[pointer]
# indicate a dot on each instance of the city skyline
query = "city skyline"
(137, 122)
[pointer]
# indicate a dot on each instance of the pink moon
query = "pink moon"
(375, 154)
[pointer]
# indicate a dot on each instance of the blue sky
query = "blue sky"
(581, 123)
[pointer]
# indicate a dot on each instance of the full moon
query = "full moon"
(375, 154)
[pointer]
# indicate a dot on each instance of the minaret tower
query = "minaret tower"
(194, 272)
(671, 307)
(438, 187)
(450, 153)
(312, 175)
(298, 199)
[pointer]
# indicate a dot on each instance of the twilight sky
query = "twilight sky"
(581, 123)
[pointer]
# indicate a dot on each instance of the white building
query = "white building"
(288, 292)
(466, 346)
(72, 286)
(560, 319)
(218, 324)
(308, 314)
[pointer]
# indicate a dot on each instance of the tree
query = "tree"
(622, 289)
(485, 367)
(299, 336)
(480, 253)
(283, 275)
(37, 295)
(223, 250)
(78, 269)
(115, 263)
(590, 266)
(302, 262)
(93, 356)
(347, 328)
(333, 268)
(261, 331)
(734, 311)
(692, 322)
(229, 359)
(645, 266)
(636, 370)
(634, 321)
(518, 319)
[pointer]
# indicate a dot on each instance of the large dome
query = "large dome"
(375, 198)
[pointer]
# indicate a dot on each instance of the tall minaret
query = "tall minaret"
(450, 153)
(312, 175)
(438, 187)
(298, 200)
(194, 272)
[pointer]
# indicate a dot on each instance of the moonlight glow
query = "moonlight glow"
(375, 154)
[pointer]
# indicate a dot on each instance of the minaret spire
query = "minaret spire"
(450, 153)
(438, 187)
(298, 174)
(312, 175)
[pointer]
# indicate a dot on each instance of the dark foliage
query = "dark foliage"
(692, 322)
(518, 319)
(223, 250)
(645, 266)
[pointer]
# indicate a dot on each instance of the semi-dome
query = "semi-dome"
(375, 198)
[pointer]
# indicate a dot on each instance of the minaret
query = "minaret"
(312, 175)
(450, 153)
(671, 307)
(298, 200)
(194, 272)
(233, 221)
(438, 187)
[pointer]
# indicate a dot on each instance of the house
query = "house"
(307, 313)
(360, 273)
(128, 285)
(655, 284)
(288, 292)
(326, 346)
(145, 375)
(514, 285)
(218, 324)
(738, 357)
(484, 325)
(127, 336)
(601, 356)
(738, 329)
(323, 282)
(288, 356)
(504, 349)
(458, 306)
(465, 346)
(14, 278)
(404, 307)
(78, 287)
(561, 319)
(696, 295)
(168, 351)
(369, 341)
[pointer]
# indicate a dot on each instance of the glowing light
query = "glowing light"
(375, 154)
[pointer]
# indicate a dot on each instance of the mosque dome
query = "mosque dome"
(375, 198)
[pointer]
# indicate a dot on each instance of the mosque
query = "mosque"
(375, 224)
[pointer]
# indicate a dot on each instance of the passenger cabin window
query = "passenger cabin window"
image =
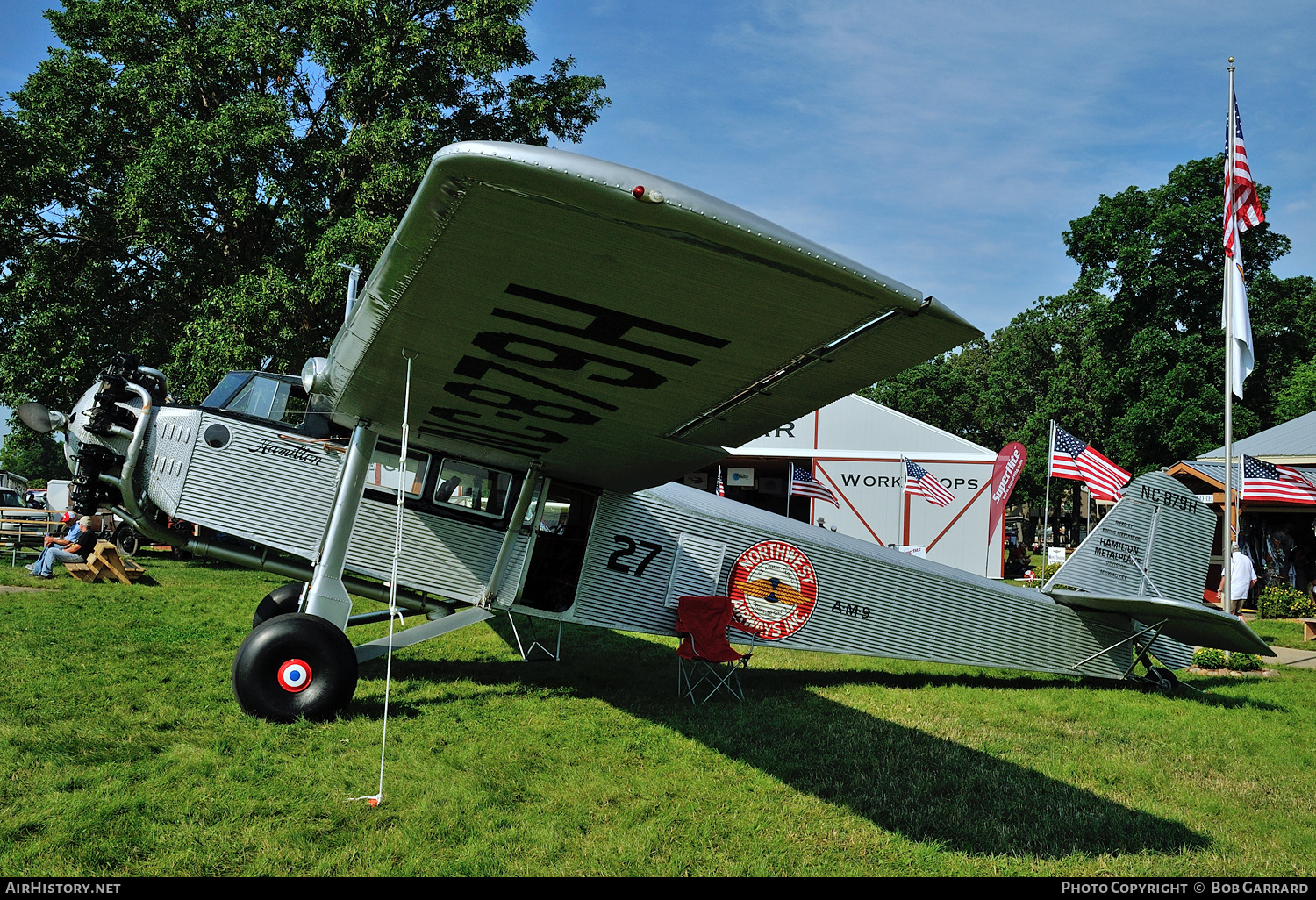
(384, 471)
(473, 487)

--

Exercise brief =>
All of the entries need to be transcribed word for word; pictures are left out.

Problem solution =>
[pointer]
# indicate a dot on each instance of the city skyline
query = "city skyline"
(137, 122)
[pointer]
# indicate a dot on each instance of the pink moon
query = "pink moon"
(375, 154)
[pointer]
# indicate a dot on each instance of the blue sky
query = "blue sky"
(581, 123)
[pointer]
# indicate a dot on each instance of the full moon
query = "full moon"
(375, 154)
[pointer]
# indicate a dot on each instance of the minaret tower
query = "minaret tower"
(194, 272)
(671, 307)
(438, 187)
(450, 153)
(312, 175)
(298, 199)
[pointer]
# indicate a dot on each instance of the twilight sky
query = "twilight sky"
(581, 123)
[pointer]
# indicate a dot on each instance of the white building
query = "white building"
(288, 292)
(466, 346)
(72, 286)
(560, 319)
(218, 324)
(308, 314)
[pointer]
# indicate a dot on each instance of the tree
query = "tree"
(622, 289)
(485, 367)
(299, 336)
(480, 253)
(283, 275)
(37, 295)
(223, 250)
(78, 269)
(115, 263)
(590, 266)
(302, 262)
(93, 356)
(347, 328)
(333, 268)
(261, 331)
(734, 311)
(692, 322)
(229, 359)
(645, 266)
(636, 370)
(634, 321)
(518, 319)
[pointer]
# indicate a dot on each instance of the large dome
query = "large dome"
(375, 198)
[pointer]
# indicate a dot on each instance of the tall minaret
query = "tall minaret"
(450, 153)
(312, 175)
(438, 187)
(298, 200)
(194, 272)
[pointer]
# indicate a dot on each instance of the moonlight glow
query = "moonlight glow"
(375, 154)
[pointer]
# indicate a dot on each instance of the minaret spire
query = "minaret spire"
(450, 153)
(438, 187)
(298, 174)
(312, 175)
[pointer]
# indicate a dot on each instance of the dark foliage
query = "dark foliage"
(692, 322)
(518, 319)
(223, 250)
(645, 266)
[pointer]
# indicate a dot on each instance of the semi-dome
query = "semi-dome"
(375, 198)
[pointer]
# indicate a dot on each instance of the minaret
query = "minaret"
(312, 175)
(450, 153)
(671, 307)
(298, 200)
(194, 272)
(233, 221)
(438, 187)
[pointer]
# indicate a dot on each instance of the house
query = "house"
(307, 313)
(360, 273)
(128, 285)
(655, 284)
(288, 292)
(326, 346)
(145, 375)
(514, 285)
(218, 324)
(738, 357)
(484, 325)
(127, 336)
(601, 356)
(738, 329)
(323, 282)
(288, 356)
(504, 349)
(458, 306)
(465, 346)
(14, 278)
(404, 307)
(78, 287)
(561, 319)
(696, 295)
(168, 351)
(369, 341)
[pointer]
# indicate a dot on each instance of the glowing light
query = "glowing light"
(375, 154)
[pointer]
# indicate a dot on each instance of the mosque dome
query = "mosque dome"
(375, 198)
[pointer]
# indicate a dot on each instance of the mosque
query = "mosque"
(375, 224)
[pointer]
# indicate a dot on each instance of the passenger cabin window
query = "passenger cabin window"
image =
(384, 471)
(473, 487)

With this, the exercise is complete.